RECORD EXTRACTS:
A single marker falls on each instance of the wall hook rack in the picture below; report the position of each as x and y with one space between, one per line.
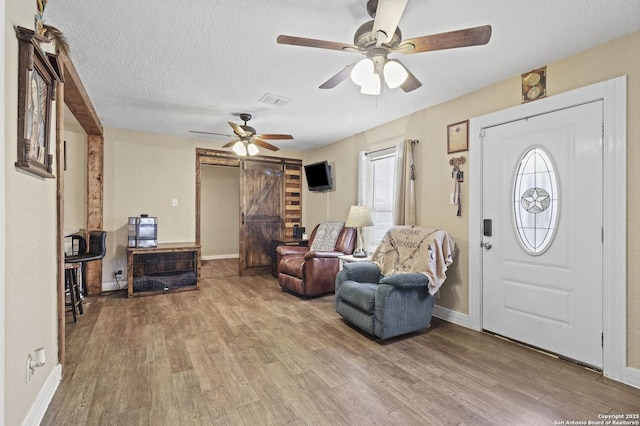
457 161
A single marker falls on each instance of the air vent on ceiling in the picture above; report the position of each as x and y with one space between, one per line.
277 100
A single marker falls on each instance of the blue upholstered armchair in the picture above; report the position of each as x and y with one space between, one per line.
402 300
383 306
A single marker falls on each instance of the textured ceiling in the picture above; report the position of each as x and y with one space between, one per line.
171 67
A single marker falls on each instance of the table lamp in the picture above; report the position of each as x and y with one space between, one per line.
358 218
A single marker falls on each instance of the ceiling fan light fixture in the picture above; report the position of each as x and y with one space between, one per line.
371 86
394 74
362 72
240 149
252 149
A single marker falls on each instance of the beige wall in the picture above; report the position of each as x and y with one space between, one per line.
220 197
434 181
75 177
30 309
143 173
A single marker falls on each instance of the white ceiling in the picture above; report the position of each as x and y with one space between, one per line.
170 67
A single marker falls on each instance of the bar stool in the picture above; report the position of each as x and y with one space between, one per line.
71 288
97 250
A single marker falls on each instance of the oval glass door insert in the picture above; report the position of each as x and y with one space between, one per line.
535 201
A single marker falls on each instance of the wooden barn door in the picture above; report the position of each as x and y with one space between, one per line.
270 203
262 208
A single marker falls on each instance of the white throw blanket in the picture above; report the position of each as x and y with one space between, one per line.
405 249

WHAT YOU WILL DO:
Omit the pictures, then give every record back exactly as it stands.

EXERCISE RESULT:
A single marker falls on each instance of the wall hook rack in the picture below; report the position of each as x and y with one space between, one per line.
457 161
A single marker falls on each instance of the air vent on ceiling in the picture above; report the position of each as x and y with one space between, one per line.
277 100
A single marker falls on each instance of the blue upholstered armchair in the picture above; report the position of each as x and y with one space between, one per line.
402 300
383 306
A single marker falls on each instance of the textured ceiling in the picture above; report the position of each as x and y with one space between, one per line.
171 67
A single marker falls on each instance of the table lamp in the picture above; report the position of each as x and y with one space between, one per line.
358 218
A single marker falls on each instance of the ceiling fan light fixture in the picture above; report the position of each as x and y with one space between, one per line.
371 86
394 74
362 72
240 149
252 149
A single marker falls on each instance of the beige wall in the picture above; report the position of each as x and y with one space between, one per line.
220 197
434 181
75 177
30 309
143 173
A single marker falls on each instance of the white ceiling in the picture above; report the position of each as x and y with one space between, one per line.
170 67
A single marker falls on each instance of the bar stool in the picture above; report the position of each as x and y with one space between, one per line.
71 288
97 250
A single marker falls on each instance of the oval glass door insert in the picture above; report the position of each as x and y with one space between, one per line.
535 201
A single marker falls on each instance of the wooden barn door in the picture above; report the position of each as x and y with one space between, one per line.
270 203
262 208
A single marker falls on each instance of the white throw blanket in the picture above; report the position of each as x and y with one space between, one per line.
405 249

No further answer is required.